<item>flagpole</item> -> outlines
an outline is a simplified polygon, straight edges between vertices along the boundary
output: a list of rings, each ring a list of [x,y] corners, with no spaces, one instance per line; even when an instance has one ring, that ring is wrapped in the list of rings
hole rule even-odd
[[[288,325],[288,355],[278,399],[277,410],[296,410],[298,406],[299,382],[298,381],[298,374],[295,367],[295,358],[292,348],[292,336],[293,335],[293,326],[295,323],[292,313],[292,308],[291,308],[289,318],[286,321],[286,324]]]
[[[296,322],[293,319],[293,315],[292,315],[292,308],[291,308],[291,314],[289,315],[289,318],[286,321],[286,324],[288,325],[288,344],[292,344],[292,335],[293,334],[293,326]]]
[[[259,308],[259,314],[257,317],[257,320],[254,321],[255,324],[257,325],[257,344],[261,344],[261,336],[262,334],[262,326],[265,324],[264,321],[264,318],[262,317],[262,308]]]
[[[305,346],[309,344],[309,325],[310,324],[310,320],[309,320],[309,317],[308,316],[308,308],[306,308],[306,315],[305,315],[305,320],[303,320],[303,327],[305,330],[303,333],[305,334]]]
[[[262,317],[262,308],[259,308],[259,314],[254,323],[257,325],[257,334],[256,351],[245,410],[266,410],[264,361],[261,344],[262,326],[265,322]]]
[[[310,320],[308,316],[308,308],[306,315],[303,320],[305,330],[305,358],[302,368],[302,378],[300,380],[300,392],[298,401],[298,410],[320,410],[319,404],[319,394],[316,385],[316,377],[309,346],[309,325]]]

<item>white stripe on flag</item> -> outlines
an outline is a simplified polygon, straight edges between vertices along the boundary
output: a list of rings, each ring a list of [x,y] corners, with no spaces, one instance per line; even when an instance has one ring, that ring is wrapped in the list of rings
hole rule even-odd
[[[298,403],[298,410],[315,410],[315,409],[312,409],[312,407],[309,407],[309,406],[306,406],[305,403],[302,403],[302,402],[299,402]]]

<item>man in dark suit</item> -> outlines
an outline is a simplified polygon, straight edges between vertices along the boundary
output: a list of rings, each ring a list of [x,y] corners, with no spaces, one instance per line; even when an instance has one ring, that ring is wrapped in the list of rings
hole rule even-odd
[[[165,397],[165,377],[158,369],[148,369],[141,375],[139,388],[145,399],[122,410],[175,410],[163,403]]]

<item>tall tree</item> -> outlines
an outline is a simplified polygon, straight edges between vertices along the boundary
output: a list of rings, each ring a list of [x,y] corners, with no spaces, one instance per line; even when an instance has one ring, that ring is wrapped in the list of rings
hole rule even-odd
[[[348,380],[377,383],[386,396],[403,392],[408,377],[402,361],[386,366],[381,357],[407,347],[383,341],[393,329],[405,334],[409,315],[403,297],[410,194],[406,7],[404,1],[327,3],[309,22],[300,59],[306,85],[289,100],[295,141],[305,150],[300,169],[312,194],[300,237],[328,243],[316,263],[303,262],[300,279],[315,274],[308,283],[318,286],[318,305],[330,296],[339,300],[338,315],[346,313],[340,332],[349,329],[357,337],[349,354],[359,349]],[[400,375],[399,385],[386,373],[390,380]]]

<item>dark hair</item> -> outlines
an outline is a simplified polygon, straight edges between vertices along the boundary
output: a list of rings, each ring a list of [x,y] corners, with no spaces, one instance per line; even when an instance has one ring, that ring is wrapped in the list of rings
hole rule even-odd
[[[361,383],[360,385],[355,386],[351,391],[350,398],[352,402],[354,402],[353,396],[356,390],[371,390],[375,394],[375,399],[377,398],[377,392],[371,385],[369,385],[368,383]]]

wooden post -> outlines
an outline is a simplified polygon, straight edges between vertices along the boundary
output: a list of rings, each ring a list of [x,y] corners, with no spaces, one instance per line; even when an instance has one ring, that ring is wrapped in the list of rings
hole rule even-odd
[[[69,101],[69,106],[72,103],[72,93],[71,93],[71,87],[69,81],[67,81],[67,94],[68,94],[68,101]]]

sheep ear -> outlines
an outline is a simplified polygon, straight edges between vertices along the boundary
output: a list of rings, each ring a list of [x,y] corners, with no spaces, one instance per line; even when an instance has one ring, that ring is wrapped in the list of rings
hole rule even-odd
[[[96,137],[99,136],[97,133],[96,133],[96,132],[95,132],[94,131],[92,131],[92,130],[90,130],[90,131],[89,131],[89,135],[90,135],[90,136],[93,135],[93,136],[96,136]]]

* [TASK TO COMPLETE]: Convert all the items above into a two-column CSV with the header row input,output. Give one row per item, with the item's text under input and its answer under output, each wrapped in double quotes and with every line break replaced by a space.

* [COMPLETED TASK]:
input,output
"<item>flagpole</item> -> outlines an outline is a simplified polygon, straight edges between vertices along the boundary output: a list of rings, each ring a list of [x,y] corners, with no spaces, one instance per line; even when an instance has one ring, that ring is wrapped in the list of rings hole rule even-odd","[[[288,325],[288,355],[278,399],[277,410],[296,410],[298,406],[299,382],[298,381],[298,374],[295,367],[295,358],[292,348],[292,336],[293,335],[293,326],[295,323],[292,313],[292,308],[291,308],[289,318],[286,321],[286,324]]] [[[296,322],[293,319],[293,315],[292,315],[292,308],[291,308],[291,314],[289,315],[289,318],[286,321],[286,324],[288,325],[288,344],[292,344],[292,335],[293,334],[293,326]]] [[[259,308],[259,314],[257,317],[257,320],[254,321],[255,324],[257,325],[257,344],[261,344],[261,336],[262,334],[262,326],[265,324],[264,321],[264,318],[262,317],[262,308]]] [[[305,346],[309,344],[309,325],[310,324],[310,320],[309,320],[309,317],[308,316],[308,308],[306,308],[306,315],[305,315],[305,320],[303,320],[303,327],[305,330],[303,333],[305,334]]] [[[262,317],[262,308],[259,308],[259,314],[254,323],[257,325],[257,334],[256,351],[245,410],[266,410],[264,361],[261,344],[262,326],[265,322]]] [[[310,320],[308,316],[308,308],[306,315],[303,320],[305,330],[305,358],[302,368],[302,378],[300,380],[300,392],[298,401],[298,410],[320,410],[319,404],[319,394],[316,385],[316,377],[309,346],[309,325]]]"
"<item>white stripe on flag</item> -> outlines an outline is a simplified polygon, straight edges between vertices along the boundary output: a list of rings, each ring a list of [x,y] corners, with no spaces, one instance per line; even when an instance has one ring, that ring is wrapped in the list of rings hole rule even-odd","[[[298,403],[298,410],[315,410],[315,409],[312,409],[312,407],[309,407],[309,406],[306,406],[305,403],[302,403],[302,402],[299,402]]]"
"<item>man in dark suit</item> -> outlines an outline is a simplified polygon, straight edges between vertices along the boundary output: a list of rings, each ring a list of [x,y] corners, with no spaces, one instance per line; even when an instance has one ring, that ring is wrapped in the list of rings hole rule even-odd","[[[165,397],[165,377],[158,369],[148,369],[141,375],[139,388],[145,399],[122,410],[175,410],[163,403]]]"
"<item>tall tree</item> -> outlines an outline is a simplified polygon, straight edges between vertices along the boundary output: a list of rings, each ring a list of [x,y] corners, with no spaces, one instance per line; even when an instance has one ring, that ring is wrapped in the list of rings hole rule even-odd","[[[348,380],[377,383],[386,396],[403,392],[408,377],[402,361],[386,366],[381,357],[407,347],[383,341],[393,329],[405,334],[409,315],[403,297],[410,194],[406,7],[404,1],[327,3],[309,22],[300,59],[306,85],[289,100],[295,141],[305,150],[300,169],[312,194],[300,237],[328,243],[316,263],[303,262],[300,279],[315,274],[308,283],[318,286],[318,305],[330,296],[339,300],[338,315],[346,313],[340,332],[349,329],[357,337],[349,354],[359,349]],[[400,375],[399,385],[386,373],[390,380]]]"
"<item>dark hair</item> -> outlines an outline is a simplified polygon, straight edges between vertices along the boundary output: a list of rings, each ring a list of [x,y] corners, with no spaces, one instance per line; even when an instance has one ring, that ring is wrapped in the list of rings hole rule even-odd","[[[361,383],[360,385],[355,386],[351,391],[350,398],[352,402],[354,402],[353,396],[356,390],[371,390],[375,394],[375,399],[377,398],[377,392],[371,385],[369,385],[368,383]]]"
"wooden post -> outlines an outline is a simplified polygon, straight edges between vertices along the boundary output: a list of rings, each ring a list of [x,y] corners, with no spaces, one instance per line; even when an instance has one ring, that ring is wrapped in the list of rings hole rule even-odd","[[[69,101],[69,106],[72,103],[72,93],[71,93],[71,87],[69,81],[67,81],[67,94],[68,94],[68,101]]]"
"sheep ear -> outlines an outline is a simplified polygon, straight edges between vertices along the boundary output: a list of rings, each ring a list of [x,y] corners, with no spaces, one instance per line; even when an instance has one ring, that ring is wrapped in the list of rings hole rule even-odd","[[[96,137],[99,136],[97,133],[96,133],[96,132],[95,132],[94,131],[92,131],[92,130],[90,130],[90,131],[89,131],[89,135],[90,135],[90,136],[93,135],[93,136],[96,136]]]"